**Exercise instructions**
Each record is to be printed again precisely as it reads.

* START Record extracts *

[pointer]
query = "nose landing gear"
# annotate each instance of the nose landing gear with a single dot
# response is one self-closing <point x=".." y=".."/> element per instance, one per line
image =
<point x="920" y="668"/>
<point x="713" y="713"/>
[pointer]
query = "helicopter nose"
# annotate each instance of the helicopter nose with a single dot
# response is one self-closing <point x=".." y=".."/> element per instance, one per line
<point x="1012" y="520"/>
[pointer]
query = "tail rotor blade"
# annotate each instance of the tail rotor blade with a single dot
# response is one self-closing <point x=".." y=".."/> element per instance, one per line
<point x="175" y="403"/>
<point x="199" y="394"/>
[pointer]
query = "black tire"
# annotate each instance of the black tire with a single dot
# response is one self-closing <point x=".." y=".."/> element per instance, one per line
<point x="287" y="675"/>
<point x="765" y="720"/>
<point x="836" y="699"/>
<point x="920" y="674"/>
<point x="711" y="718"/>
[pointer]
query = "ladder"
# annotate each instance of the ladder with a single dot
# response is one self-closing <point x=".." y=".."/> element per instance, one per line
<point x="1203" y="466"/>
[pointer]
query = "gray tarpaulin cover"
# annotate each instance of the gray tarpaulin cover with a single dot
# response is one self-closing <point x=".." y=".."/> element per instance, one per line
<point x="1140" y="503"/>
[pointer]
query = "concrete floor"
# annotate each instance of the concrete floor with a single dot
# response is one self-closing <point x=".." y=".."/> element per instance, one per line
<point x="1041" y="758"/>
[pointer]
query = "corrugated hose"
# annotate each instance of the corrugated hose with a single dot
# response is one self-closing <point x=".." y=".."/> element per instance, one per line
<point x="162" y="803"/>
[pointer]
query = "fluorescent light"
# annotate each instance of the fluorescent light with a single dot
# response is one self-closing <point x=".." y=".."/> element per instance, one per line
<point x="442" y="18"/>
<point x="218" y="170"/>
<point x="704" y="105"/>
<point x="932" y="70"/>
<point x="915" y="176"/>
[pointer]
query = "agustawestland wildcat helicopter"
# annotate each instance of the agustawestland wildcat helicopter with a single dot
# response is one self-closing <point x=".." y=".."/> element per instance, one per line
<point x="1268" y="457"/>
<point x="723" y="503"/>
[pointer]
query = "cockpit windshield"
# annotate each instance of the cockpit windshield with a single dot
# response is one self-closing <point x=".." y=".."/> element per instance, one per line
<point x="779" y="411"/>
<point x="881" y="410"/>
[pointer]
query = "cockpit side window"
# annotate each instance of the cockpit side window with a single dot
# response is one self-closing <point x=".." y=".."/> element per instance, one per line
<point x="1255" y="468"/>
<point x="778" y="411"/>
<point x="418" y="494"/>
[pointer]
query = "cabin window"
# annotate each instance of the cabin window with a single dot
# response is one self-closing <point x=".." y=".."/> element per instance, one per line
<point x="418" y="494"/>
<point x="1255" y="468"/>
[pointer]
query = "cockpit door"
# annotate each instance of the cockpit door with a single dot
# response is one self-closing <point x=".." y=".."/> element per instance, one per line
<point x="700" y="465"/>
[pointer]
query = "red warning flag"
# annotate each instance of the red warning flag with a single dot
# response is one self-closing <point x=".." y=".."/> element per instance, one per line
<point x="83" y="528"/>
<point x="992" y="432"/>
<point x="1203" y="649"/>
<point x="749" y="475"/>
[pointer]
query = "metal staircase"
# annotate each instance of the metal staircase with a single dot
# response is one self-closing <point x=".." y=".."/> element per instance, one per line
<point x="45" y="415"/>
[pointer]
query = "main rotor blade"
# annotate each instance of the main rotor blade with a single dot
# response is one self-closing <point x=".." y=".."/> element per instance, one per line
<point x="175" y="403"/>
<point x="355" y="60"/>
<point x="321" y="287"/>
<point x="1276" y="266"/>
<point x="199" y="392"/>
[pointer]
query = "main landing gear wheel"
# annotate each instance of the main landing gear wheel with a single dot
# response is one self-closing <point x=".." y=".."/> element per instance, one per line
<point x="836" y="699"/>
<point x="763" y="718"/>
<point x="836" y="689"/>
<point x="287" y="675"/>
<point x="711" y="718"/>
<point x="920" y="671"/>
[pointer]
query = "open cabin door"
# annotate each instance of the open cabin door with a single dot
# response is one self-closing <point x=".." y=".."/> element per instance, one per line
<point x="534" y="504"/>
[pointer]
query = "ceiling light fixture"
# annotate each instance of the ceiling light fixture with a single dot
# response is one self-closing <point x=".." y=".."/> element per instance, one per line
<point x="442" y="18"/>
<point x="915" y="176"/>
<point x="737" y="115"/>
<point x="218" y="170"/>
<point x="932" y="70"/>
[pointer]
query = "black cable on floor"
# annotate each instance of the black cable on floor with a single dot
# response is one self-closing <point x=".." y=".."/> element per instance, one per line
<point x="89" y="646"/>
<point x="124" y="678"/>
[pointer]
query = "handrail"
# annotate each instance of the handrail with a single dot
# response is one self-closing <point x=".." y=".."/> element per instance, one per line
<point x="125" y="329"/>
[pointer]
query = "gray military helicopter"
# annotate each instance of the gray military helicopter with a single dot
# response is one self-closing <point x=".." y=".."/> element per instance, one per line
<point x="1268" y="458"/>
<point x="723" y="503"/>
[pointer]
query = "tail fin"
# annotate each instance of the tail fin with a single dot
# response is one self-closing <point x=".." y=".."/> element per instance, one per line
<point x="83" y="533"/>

* END Record extracts *

**Complete output**
[pointer]
query = "nose landing gear"
# annotate each instance of the nose landing gear with a single dot
# response is one self-closing <point x=".." y=".."/> element per instance, one per line
image =
<point x="920" y="668"/>
<point x="713" y="713"/>
[pointer]
query = "helicopter nose"
# annotate each instance of the helicopter nose with a single dot
# response is one self-closing <point x=".." y=".."/> element per instance, one per line
<point x="1012" y="520"/>
[pointer]
query = "tail rotor blade"
# annotate each instance of the tail rotor blade with a single dot
# response is one self-closing <point x=".." y=".."/> element per instance, one per line
<point x="175" y="403"/>
<point x="199" y="394"/>
[pointer]
query = "black tire"
# annotate each instance of the black tire with a single dot
# response is one self-closing <point x=".." y=".."/> element per instance, one per line
<point x="287" y="675"/>
<point x="765" y="720"/>
<point x="836" y="699"/>
<point x="920" y="674"/>
<point x="711" y="718"/>
[pointer]
query = "ladder"
# annotate each instance of the ladder with a single dot
# response is one self-closing <point x=".." y=".."/> element per instance, one per line
<point x="1203" y="466"/>
[pointer]
query = "gray tarpaulin cover"
# annotate each instance of the gray tarpaulin cover with a single dot
# response is one self-closing <point x=".." y=".."/> element per instance, one per line
<point x="1140" y="503"/>
[pointer]
query = "concrete floor"
# annotate each instance of the concrete floor with a single dot
# response is one self-closing <point x=".." y=".."/> element per instance, one per line
<point x="1041" y="758"/>
[pointer]
query = "corrugated hose"
# annotate each instance of the corrugated hose with a single dot
# response is one self-closing <point x=".." y=".."/> element per instance, one per line
<point x="162" y="803"/>
[pointer]
query = "fluorescent light"
# annotate each instance of the fluorescent light with a single dot
# response is one self-closing <point x=".." y=".."/> element per instance, one per line
<point x="442" y="18"/>
<point x="218" y="170"/>
<point x="704" y="105"/>
<point x="932" y="70"/>
<point x="915" y="176"/>
[pointer]
query = "agustawestland wildcat helicopter"
# annotate each instance of the agustawestland wildcat helicopter with a single dot
# response is one self-closing <point x=".." y=".."/> element per instance, one per line
<point x="1268" y="457"/>
<point x="723" y="503"/>
[pointer]
query = "cockpit windshield"
# annotate each instance of the cockpit windshield with a single dot
# response is one self-closing <point x=".." y=".."/> element per instance, one per line
<point x="779" y="411"/>
<point x="881" y="410"/>
[pointer]
query = "cockpit side window"
# annotate each instance of the cockpit side window with a single dot
# response is one self-closing <point x=".." y=".."/> element per instance, one per line
<point x="1255" y="468"/>
<point x="778" y="411"/>
<point x="418" y="494"/>
[pointer]
query = "cabin window"
# annotate each instance of the cabin window with a single dot
# response is one self-closing <point x=".." y=".."/> element per instance, one per line
<point x="418" y="494"/>
<point x="1255" y="468"/>
[pointer]
query = "cockpit door"
# annotate each instance of the cockpit door with a single dot
# response is one self-closing <point x=".." y=".."/> element per instance, one per line
<point x="700" y="465"/>
[pointer]
query = "red warning flag"
# annotate each instance of the red warning flag with a single dot
# response is one self-closing <point x=".." y=".."/> element per instance, one per line
<point x="83" y="528"/>
<point x="992" y="432"/>
<point x="1203" y="649"/>
<point x="749" y="475"/>
[pointer]
query = "metal staircase"
# annotate each instance of the metal staircase with a single dot
# response is one self-closing <point x=".." y=".."/> element per instance, one per line
<point x="45" y="415"/>
[pointer]
query = "main rotor blade"
# annotate each instance of the main rotor blade with a single dot
# response is one self-closing <point x=".." y=".."/> element per instance, one per line
<point x="175" y="403"/>
<point x="355" y="60"/>
<point x="321" y="287"/>
<point x="1276" y="266"/>
<point x="199" y="392"/>
[pointer]
query = "main landing gear wheel"
# annotate each instance of the main landing gear wheel with a single dot
# response is one self-closing <point x=".." y=".."/> element per instance, one per line
<point x="836" y="699"/>
<point x="763" y="718"/>
<point x="836" y="689"/>
<point x="287" y="675"/>
<point x="711" y="718"/>
<point x="920" y="671"/>
[pointer]
query = "open cabin door"
# annotate each instance of the open cabin door with a single dot
# response is one self-closing <point x=".." y=".."/> element per instance, one per line
<point x="534" y="504"/>
[pointer]
query = "ceiling light fixture"
# annotate each instance of the ceiling light fixture with a single dot
# response is one self-closing <point x=".." y=".."/> element per instance, one per line
<point x="442" y="18"/>
<point x="915" y="176"/>
<point x="737" y="115"/>
<point x="218" y="170"/>
<point x="932" y="70"/>
[pointer]
query = "black cable on floor"
# annotate each instance of the black cable on floor with a single dot
# response is one self-closing <point x=".." y=".."/> element per instance, one per line
<point x="89" y="646"/>
<point x="124" y="678"/>
[pointer]
query = "handrail"
# annotate each instance of the handrail with a single dot
# response is one self-closing <point x=".." y=".."/> element per instance, one per line
<point x="125" y="329"/>
[pointer]
query = "gray military helicopter"
# annotate each instance of the gray military helicopter with a single dot
# response is one self-closing <point x=".." y=".."/> element per instance, one per line
<point x="1268" y="458"/>
<point x="723" y="503"/>
[pointer]
query = "tail fin"
# annotate each instance of the tail fin with a single dot
# response is one self-closing <point x=".." y=".."/> element per instance, one per line
<point x="83" y="533"/>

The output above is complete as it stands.